PARTS OF THE EXERCISE:
1 > In the dimensionality reduction passage, why were the 5,000 highest-dispersion genes chosen as the input for dimensionality reduction? Answer in one to three sentences.
2 > Write the next part of the dimensionality reduction passage, starting right after its final sentence about running ICA with the ica package in R.

Dimensionality reduction
From the normalized expression matrix, we first identified a set of variable genes with high dispersion rates across cells. Briefly, we calculated the mean per gene in the non-log space, and dispersion was calculated from dividing mean by variance. We selected 5,000 genes with the highest dispersions as variable genes for dimensionality reduction, a common step in single-cell data analysis for reducing noise and capturing biological signals. Here we leveraged independent component analysis (ICA), which was initially developed to separate a group of mixed signals into additive sources that are independent of each other, and has more recently been applied to dimensionality reduction for single cell data (Trapnell et al., 2014). We implemented ICA using the ica package in R (Helwig and Hong, 2013; Hyvarinen, 1999).

RECORDED DATA:
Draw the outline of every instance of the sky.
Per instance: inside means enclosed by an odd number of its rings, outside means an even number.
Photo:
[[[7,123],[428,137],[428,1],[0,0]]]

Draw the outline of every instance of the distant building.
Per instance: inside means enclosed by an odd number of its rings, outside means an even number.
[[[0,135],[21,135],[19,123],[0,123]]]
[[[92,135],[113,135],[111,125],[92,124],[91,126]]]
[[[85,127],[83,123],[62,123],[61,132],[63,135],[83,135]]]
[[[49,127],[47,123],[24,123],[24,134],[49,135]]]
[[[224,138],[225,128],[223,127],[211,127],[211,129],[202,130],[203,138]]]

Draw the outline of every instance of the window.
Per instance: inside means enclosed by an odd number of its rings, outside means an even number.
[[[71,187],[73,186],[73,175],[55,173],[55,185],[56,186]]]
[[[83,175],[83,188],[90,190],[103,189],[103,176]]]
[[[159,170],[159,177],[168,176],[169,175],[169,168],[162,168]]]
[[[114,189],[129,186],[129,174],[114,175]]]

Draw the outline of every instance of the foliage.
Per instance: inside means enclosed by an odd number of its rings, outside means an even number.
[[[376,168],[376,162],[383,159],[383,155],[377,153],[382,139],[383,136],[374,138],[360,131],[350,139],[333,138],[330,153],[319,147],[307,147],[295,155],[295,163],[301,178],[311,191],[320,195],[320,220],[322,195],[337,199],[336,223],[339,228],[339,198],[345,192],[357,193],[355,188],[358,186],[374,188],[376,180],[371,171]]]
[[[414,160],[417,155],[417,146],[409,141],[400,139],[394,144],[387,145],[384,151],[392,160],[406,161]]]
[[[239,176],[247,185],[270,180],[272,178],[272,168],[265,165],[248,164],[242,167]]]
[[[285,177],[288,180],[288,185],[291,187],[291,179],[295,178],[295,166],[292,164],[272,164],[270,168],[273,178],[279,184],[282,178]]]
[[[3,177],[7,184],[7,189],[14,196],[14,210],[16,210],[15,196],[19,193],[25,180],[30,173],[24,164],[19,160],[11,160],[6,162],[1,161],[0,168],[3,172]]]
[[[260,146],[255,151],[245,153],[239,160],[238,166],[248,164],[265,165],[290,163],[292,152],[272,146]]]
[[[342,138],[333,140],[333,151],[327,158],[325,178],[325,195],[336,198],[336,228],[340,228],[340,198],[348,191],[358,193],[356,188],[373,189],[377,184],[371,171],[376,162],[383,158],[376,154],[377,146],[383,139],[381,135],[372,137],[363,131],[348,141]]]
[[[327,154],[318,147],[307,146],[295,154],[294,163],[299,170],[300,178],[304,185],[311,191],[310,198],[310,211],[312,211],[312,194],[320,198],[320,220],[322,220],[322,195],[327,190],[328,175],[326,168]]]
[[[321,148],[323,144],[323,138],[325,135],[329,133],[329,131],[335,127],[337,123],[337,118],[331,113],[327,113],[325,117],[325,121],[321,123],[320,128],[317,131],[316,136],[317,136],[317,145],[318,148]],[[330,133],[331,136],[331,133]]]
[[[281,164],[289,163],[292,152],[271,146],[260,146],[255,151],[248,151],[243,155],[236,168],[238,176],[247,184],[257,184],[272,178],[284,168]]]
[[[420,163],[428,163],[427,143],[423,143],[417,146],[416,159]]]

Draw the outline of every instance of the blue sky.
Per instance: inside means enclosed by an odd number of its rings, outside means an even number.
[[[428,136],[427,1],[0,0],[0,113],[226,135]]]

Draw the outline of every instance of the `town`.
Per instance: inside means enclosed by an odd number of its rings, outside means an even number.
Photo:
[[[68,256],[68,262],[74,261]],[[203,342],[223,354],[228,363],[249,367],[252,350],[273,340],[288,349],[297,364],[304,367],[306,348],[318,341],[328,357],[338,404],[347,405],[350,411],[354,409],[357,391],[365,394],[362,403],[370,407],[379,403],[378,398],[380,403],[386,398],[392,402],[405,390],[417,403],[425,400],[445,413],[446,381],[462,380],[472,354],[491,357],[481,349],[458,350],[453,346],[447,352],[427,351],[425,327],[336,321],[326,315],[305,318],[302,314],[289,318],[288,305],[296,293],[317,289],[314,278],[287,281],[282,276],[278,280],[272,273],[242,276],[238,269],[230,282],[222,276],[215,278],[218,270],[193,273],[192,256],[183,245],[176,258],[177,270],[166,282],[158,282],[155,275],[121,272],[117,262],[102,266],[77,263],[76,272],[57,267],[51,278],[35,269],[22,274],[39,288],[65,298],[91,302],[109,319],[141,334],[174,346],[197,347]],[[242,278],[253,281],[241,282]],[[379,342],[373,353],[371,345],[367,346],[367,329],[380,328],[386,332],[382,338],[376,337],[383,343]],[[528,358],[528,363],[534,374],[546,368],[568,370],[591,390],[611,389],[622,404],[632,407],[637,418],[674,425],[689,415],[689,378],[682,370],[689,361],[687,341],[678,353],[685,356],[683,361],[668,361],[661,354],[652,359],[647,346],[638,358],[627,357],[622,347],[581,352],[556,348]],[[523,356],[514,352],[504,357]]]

ACTIVITY ANSWERS:
1 > The 5,000 genes with the highest dispersions were used as variable genes because this selection is a common step in single-cell data analysis. It reduces noise and captures biological signals before dimensionality reduction.

2 >
The returned ICs contain pooled information across multiple correlated genes, and thus represented ‘meta-genes’ (Setty et al., 2016) which were robust to drop-out events in single-cell RNA-seq data. We noticed that the variance accounted for by each component fell after IC25, whereas GO term enrichment using Enrichr (Chen et al., 2013; Kuleshov et al., 2016) showed no significant enrichment after IC20. Furthermore, genes with strong IC14 loadings were dominated by mitochondrial genes, and we therefore used ICs 1 to 20 (excluding IC14) for downstream analysis.